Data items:
::::::::::

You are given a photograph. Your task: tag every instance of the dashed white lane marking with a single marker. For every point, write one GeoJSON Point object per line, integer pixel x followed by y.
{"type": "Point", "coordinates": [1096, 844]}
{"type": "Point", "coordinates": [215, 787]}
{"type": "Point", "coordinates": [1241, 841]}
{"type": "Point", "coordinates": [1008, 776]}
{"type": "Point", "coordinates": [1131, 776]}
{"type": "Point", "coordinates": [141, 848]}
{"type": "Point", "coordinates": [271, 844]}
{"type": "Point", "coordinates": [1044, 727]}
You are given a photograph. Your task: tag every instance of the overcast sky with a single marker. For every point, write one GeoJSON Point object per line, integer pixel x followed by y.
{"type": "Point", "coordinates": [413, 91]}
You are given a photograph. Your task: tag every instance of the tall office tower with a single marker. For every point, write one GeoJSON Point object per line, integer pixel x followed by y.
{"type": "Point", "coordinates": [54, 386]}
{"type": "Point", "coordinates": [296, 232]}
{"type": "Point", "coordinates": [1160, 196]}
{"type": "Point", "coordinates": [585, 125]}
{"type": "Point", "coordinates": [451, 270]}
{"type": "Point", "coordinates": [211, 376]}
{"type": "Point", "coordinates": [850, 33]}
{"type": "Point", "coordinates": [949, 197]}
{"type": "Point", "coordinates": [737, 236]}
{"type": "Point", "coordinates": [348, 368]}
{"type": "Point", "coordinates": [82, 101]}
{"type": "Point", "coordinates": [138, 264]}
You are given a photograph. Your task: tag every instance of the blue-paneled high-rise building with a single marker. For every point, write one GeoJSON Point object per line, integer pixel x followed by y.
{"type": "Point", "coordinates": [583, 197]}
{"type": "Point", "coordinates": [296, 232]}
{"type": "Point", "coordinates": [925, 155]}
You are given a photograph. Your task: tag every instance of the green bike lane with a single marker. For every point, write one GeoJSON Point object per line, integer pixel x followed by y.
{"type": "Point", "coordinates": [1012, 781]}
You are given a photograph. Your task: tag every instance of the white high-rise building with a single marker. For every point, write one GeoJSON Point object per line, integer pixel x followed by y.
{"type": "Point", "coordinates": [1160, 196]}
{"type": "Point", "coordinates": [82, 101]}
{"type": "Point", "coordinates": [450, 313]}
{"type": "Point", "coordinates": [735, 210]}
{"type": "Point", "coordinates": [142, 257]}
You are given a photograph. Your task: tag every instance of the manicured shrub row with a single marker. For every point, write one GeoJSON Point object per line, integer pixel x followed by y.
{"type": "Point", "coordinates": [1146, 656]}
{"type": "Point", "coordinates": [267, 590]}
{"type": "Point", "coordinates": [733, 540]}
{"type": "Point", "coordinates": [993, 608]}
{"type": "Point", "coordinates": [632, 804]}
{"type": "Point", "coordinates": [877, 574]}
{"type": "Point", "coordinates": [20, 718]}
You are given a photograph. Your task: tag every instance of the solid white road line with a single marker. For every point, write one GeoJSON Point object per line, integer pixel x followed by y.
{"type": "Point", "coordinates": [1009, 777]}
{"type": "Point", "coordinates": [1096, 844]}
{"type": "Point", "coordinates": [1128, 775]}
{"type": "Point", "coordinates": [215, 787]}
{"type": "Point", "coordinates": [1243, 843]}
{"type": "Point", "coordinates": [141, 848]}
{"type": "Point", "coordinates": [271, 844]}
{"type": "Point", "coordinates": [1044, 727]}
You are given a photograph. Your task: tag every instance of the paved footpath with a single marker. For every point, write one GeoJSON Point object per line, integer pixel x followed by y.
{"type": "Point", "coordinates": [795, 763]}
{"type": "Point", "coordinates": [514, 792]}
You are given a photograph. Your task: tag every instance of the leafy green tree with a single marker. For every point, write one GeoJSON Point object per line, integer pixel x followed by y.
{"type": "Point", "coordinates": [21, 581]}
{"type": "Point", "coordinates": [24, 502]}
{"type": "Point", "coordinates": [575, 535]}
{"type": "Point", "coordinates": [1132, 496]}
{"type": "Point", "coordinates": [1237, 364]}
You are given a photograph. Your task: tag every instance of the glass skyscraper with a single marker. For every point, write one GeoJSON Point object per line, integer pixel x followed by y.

::::::::::

* What you need to do
Recast all of the data above as a Markdown table with two columns, No. and Line. Put one nonblank line in each row, numbered in order.

* Problem solution
| No. | Line |
|---|---|
| 1 | You are given a photograph. Your task: tag every instance of the dashed white lane marking with a single marker. For every point, write one GeoJSON Point object per line, integer pixel x followed by y. |
| 2 | {"type": "Point", "coordinates": [1096, 844]} |
| 3 | {"type": "Point", "coordinates": [215, 787]} |
| 4 | {"type": "Point", "coordinates": [1241, 841]} |
| 5 | {"type": "Point", "coordinates": [1008, 776]} |
| 6 | {"type": "Point", "coordinates": [1131, 776]} |
| 7 | {"type": "Point", "coordinates": [141, 848]} |
| 8 | {"type": "Point", "coordinates": [271, 844]} |
| 9 | {"type": "Point", "coordinates": [1044, 727]} |
| 10 | You are given a photograph. Your task: tag every instance of the overcast sky with a single marker. For every point, write one GeoJSON Point object per line, integer pixel x followed by y. |
| 11 | {"type": "Point", "coordinates": [413, 91]} |
| 12 | You are given a photograph. Your task: tag every instance of the tall office tower with a single marker. For every point, write one GeoJSON Point object per line, integer pixel x followed by y. |
| 13 | {"type": "Point", "coordinates": [54, 386]} |
| 14 | {"type": "Point", "coordinates": [296, 232]} |
| 15 | {"type": "Point", "coordinates": [1160, 196]} |
| 16 | {"type": "Point", "coordinates": [585, 125]} |
| 17 | {"type": "Point", "coordinates": [451, 270]} |
| 18 | {"type": "Point", "coordinates": [211, 376]} |
| 19 | {"type": "Point", "coordinates": [850, 33]} |
| 20 | {"type": "Point", "coordinates": [949, 197]} |
| 21 | {"type": "Point", "coordinates": [737, 236]} |
| 22 | {"type": "Point", "coordinates": [348, 368]} |
| 23 | {"type": "Point", "coordinates": [82, 101]} |
| 24 | {"type": "Point", "coordinates": [138, 264]} |
| 25 | You are given a photograph. Your task: tag every instance of the blue-paneled high-rise building with a single marker. For every point, write one GeoJSON Point object per line, integer pixel x followed by y. |
| 26 | {"type": "Point", "coordinates": [583, 197]} |
| 27 | {"type": "Point", "coordinates": [296, 232]} |
| 28 | {"type": "Point", "coordinates": [925, 155]} |
| 29 | You are given a photograph. Your task: tag every instance of the green bike lane with a single marker. For every point, write one GeoJSON Point object per line, integer pixel x followed by y. |
| 30 | {"type": "Point", "coordinates": [1012, 781]} |
| 31 | You are given a photograph. Your task: tag every instance of the white high-rise building with a single marker. For every point, write one GeoJSON Point object per line, integer pixel x followed by y. |
| 32 | {"type": "Point", "coordinates": [1160, 196]} |
| 33 | {"type": "Point", "coordinates": [82, 101]} |
| 34 | {"type": "Point", "coordinates": [450, 313]} |
| 35 | {"type": "Point", "coordinates": [735, 210]} |
| 36 | {"type": "Point", "coordinates": [142, 257]} |
| 37 | You are given a photograph. Your task: tag every instance of the manicured shrub row with a single marker. For every point, write one GeoJSON Point object per line, integer pixel x followed by y. |
| 38 | {"type": "Point", "coordinates": [1146, 656]} |
| 39 | {"type": "Point", "coordinates": [267, 590]} |
| 40 | {"type": "Point", "coordinates": [733, 540]} |
| 41 | {"type": "Point", "coordinates": [993, 608]} |
| 42 | {"type": "Point", "coordinates": [632, 804]} |
| 43 | {"type": "Point", "coordinates": [877, 574]} |
| 44 | {"type": "Point", "coordinates": [20, 718]} |
| 45 | You are given a photograph. Your task: tag every instance of the solid white road line with a single marker. For every point, write one GeoJSON Point object per line, integer pixel x followed by y. |
| 46 | {"type": "Point", "coordinates": [1009, 777]} |
| 47 | {"type": "Point", "coordinates": [1096, 844]} |
| 48 | {"type": "Point", "coordinates": [1128, 775]} |
| 49 | {"type": "Point", "coordinates": [215, 787]} |
| 50 | {"type": "Point", "coordinates": [1243, 843]} |
| 51 | {"type": "Point", "coordinates": [141, 848]} |
| 52 | {"type": "Point", "coordinates": [271, 844]} |
| 53 | {"type": "Point", "coordinates": [1044, 727]} |
| 54 | You are given a photograph. Your task: tag every instance of the paved footpath with a single marker. For every point, write one GeoJSON Point object per line, integer pixel x followed by y. |
| 55 | {"type": "Point", "coordinates": [795, 763]} |
| 56 | {"type": "Point", "coordinates": [514, 792]} |
| 57 | You are given a photograph. Your task: tag every instance of the leafy green tree with a single marker. For every point, write one GeoJSON Point object per line, integer pixel x followed by y. |
| 58 | {"type": "Point", "coordinates": [21, 581]} |
| 59 | {"type": "Point", "coordinates": [24, 502]} |
| 60 | {"type": "Point", "coordinates": [575, 535]} |
| 61 | {"type": "Point", "coordinates": [1132, 496]} |
| 62 | {"type": "Point", "coordinates": [1237, 364]} |
| 63 | You are given a photograph. Your task: tag every instance of the glass skyscraper with a single marker. For every point, write one GeoJSON Point object per line, integer pixel x followed by y. |